*** Provided passage

State v. De Witt

Decision Date31 January 1905
PartiesSTATE v. DE WITT.
CourtMissouri Supreme Court

Appeal from St. Louis Circuit Court; Daniel G. Taylor, Judge.

Thomas De Witt was convicted of a statutory felony, and appeals. Reversed.

Claud D. Hall, for appellant. E. C. Crow, Atty. Gen., and Sam B. Jeffries, for the State.

GANTT, J.

The defendant, a married man, was indicted by the grand jury December 18, 1903, with unlawfully and feloniously having carnal knowledge of the body of Rosa Weild, an unmarried female of previous chaste character, under the age of 18 and over 14 years of age. Defendant was duly arraigned, and upon his trial before a jury was convicted, and sentenced to six months in the city jail and to pay a fine of $500. From that sentence he appeals.

This prosecution is founded upon the act of the General Assembly approved April 8, 1895 (Laws 1895, p. 149), making it a felony for any person over the age of 16 years to have carnal knowledge of any unmarried female of previous chaste character between the ages of 14 and 18 years of age. The constitutionality of this act was settled in State v. Hamey, 168 Mo. 167, 67 S. W. 620, 57 L. R. A. 846. The evidence tends to prove that the prosecutrix was a young woman 17 years of age at the time of the illegal intercourse on May 30, 1903, and of good reputation for chastity and virtue. Her home from her childhood had been in Hermann, Mo. Some eight months previous to her deflowering she had gone to the city of St. Louis, and had been engaged as a waitress in a restaurant kept by her sister, Mrs. Field. Later on she went to work as a house girl in the western part of the city. About two months prior to the 30th of May, 1903, she became acquainted with the defendant, a married man, who was in the habit of taking his meals at the said restaurant on Olive street; that on the evening of May 30, 1903, she had expressed her intention of going to the Union Station to meet her sister, whom she expected on the train from Hermann. The defendant offered to accompany her, and together they started to the station. On the street car he gave her some candy, of which he declined to eat himself. After eating the candy, she testified she felt strange, and the defendant, without going all the way to the station, took her to a house No. 519 Theresa avenue, and took her to a room, and he and she occupied the same bed all night, and he had criminal intercourse with her. About 4 o'clock next morning he took her to her place of employment, and left her. The evidence tends further to prove that defendant afterwards confessed to Mrs. Drossell and Miss Reed, who upbraided him for ruining the prosecutrix, and he said he would get a divorce, and marry the girl. He admitted to them he had taken her to the Theresa avenue house and ruined her. There was an attempt to prove an alibi, which the jury rejected. Other facts may be noted in the course of the opinion.

******
*** Listed records

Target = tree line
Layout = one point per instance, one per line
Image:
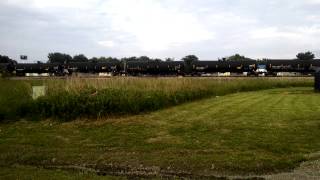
(58, 57)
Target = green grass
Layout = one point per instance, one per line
(29, 172)
(243, 133)
(77, 98)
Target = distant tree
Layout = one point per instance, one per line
(5, 59)
(305, 56)
(144, 58)
(169, 59)
(188, 60)
(133, 58)
(59, 58)
(94, 60)
(80, 58)
(107, 59)
(237, 57)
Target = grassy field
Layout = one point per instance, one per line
(243, 133)
(75, 98)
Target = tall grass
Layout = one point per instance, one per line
(73, 98)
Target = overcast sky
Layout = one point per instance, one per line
(159, 28)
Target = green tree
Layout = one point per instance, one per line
(236, 57)
(5, 59)
(80, 58)
(305, 56)
(188, 60)
(59, 58)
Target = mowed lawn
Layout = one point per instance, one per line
(239, 134)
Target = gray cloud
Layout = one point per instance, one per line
(169, 28)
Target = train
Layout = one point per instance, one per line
(272, 67)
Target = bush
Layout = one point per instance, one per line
(93, 102)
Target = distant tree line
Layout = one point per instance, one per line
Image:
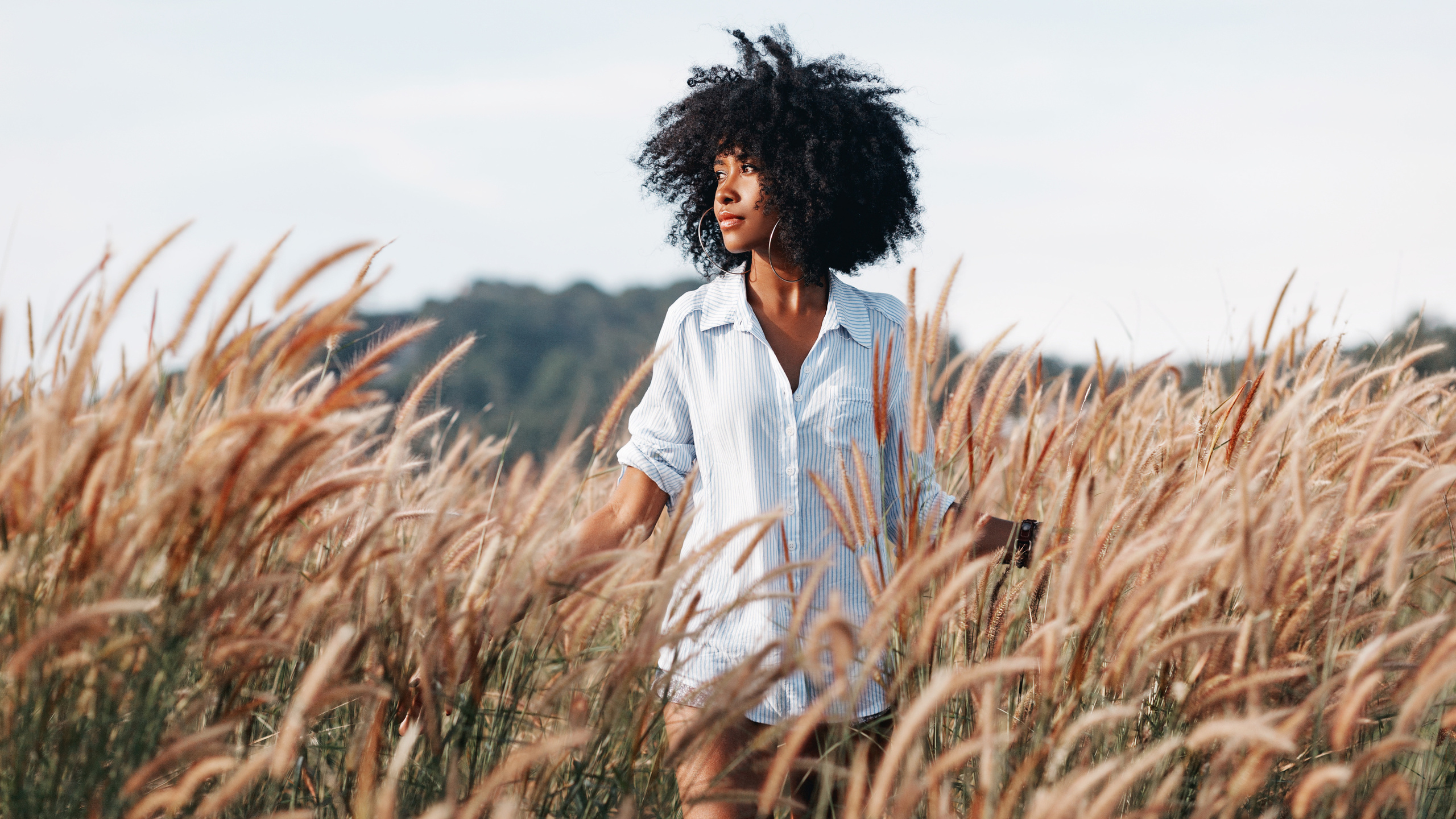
(545, 365)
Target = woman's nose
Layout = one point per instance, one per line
(729, 190)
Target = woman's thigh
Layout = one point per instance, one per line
(719, 774)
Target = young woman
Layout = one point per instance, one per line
(787, 175)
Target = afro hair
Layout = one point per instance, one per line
(838, 165)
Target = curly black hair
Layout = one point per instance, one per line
(838, 164)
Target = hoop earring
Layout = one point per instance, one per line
(771, 257)
(704, 245)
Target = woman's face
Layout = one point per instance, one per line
(740, 206)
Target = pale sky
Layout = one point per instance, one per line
(1139, 174)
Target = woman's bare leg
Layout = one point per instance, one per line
(715, 780)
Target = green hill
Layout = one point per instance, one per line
(547, 363)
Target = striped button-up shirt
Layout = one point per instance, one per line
(719, 400)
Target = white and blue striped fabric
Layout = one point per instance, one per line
(719, 400)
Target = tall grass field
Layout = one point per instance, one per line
(226, 584)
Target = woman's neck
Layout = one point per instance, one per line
(774, 288)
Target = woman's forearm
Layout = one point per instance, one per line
(634, 506)
(991, 534)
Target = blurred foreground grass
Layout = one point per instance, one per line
(216, 588)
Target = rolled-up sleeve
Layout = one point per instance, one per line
(661, 429)
(919, 467)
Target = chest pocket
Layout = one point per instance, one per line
(852, 421)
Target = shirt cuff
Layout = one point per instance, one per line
(663, 474)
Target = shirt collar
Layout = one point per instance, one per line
(727, 302)
(848, 309)
(724, 304)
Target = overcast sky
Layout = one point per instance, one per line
(1139, 174)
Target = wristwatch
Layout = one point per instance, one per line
(1023, 541)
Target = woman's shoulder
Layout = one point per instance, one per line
(882, 307)
(692, 304)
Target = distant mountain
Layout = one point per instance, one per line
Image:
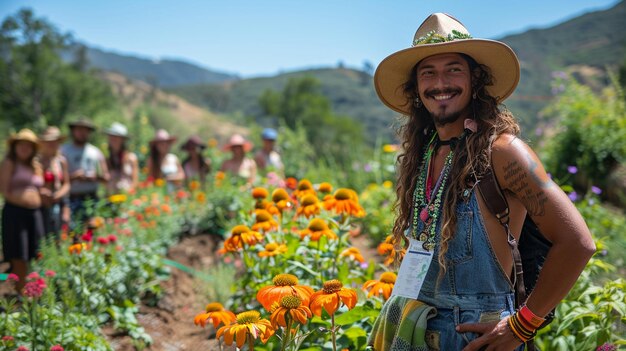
(162, 73)
(584, 46)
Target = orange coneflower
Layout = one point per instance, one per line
(281, 199)
(248, 325)
(259, 193)
(330, 298)
(304, 187)
(292, 306)
(309, 206)
(284, 285)
(383, 286)
(316, 229)
(215, 313)
(344, 201)
(353, 253)
(388, 248)
(325, 188)
(241, 235)
(273, 249)
(264, 221)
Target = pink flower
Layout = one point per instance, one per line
(33, 276)
(470, 124)
(50, 273)
(35, 288)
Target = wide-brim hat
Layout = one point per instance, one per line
(24, 135)
(441, 33)
(162, 135)
(51, 134)
(193, 142)
(82, 122)
(238, 140)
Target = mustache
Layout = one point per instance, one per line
(433, 92)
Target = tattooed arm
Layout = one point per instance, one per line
(520, 173)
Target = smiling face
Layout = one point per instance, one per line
(444, 86)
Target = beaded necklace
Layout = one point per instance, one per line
(428, 210)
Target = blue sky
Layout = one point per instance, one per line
(256, 37)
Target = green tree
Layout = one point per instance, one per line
(36, 86)
(301, 105)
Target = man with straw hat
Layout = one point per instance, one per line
(457, 279)
(87, 168)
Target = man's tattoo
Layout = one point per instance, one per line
(520, 178)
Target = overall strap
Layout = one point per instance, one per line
(495, 201)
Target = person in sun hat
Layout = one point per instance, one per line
(162, 164)
(21, 179)
(122, 163)
(87, 167)
(195, 165)
(239, 164)
(268, 159)
(55, 207)
(459, 290)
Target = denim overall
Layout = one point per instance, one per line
(474, 288)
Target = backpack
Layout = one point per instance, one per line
(528, 254)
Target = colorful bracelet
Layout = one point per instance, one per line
(530, 318)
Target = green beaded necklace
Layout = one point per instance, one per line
(428, 210)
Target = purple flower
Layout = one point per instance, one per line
(607, 347)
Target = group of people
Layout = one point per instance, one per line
(47, 183)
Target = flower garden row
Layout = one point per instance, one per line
(300, 283)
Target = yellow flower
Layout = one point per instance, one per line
(117, 198)
(309, 206)
(316, 229)
(248, 325)
(344, 201)
(273, 249)
(383, 286)
(330, 298)
(76, 249)
(353, 253)
(264, 221)
(325, 188)
(284, 285)
(290, 306)
(216, 314)
(389, 148)
(241, 235)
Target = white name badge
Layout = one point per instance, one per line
(412, 270)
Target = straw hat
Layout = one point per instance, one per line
(441, 33)
(238, 140)
(162, 135)
(192, 143)
(82, 122)
(51, 134)
(117, 129)
(23, 135)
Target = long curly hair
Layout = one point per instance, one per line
(472, 157)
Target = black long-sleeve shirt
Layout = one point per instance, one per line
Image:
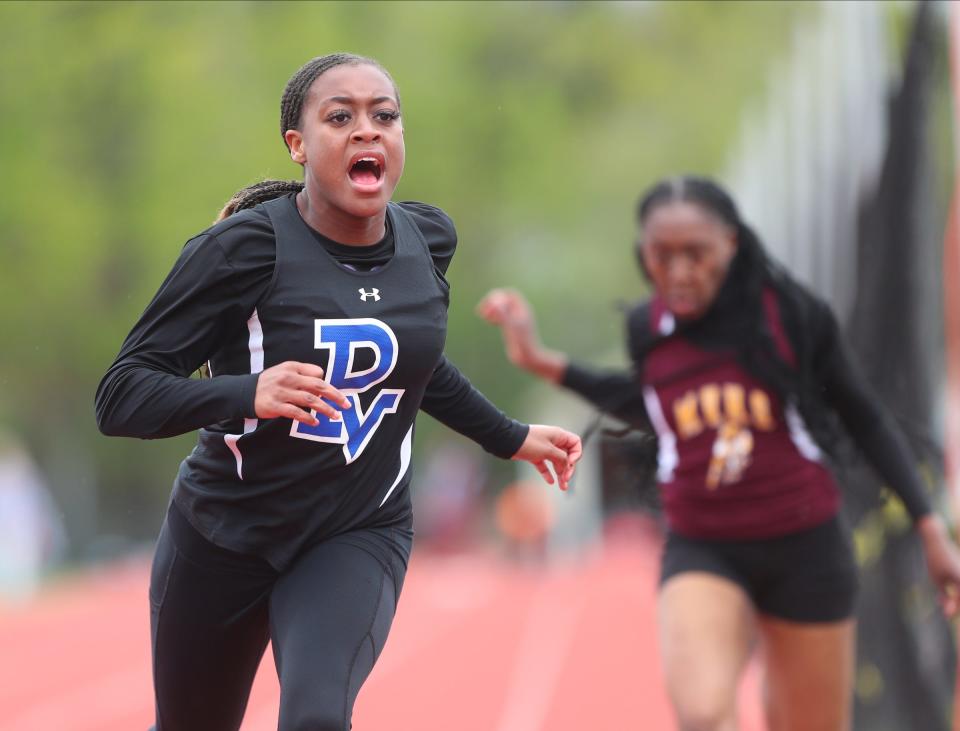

******

:: Set tasks ::
- A) Answer these questions using the court opinion:
(i) Which court decided the case?
(ii) What sentence did the defendant receive?
(iii) Where had the prosecutrix's home been since her childhood?
- B) In the rows, rewrite the lines from the one with "Target = black long-sleeve shirt" through the end of the rows, putting "short-sleeve" in place of "long-sleeve" and keeping everything else the same. Leave the pictures out of your answer.

:: Task solutions ::
- A)
(i) The Missouri Supreme Court.
(ii) Six months in the city jail and a fine of $500.
(iii) Hermann, Mo.

- B)
Target = black short-sleeve shirt
Layout = one point per instance, one per line
Image:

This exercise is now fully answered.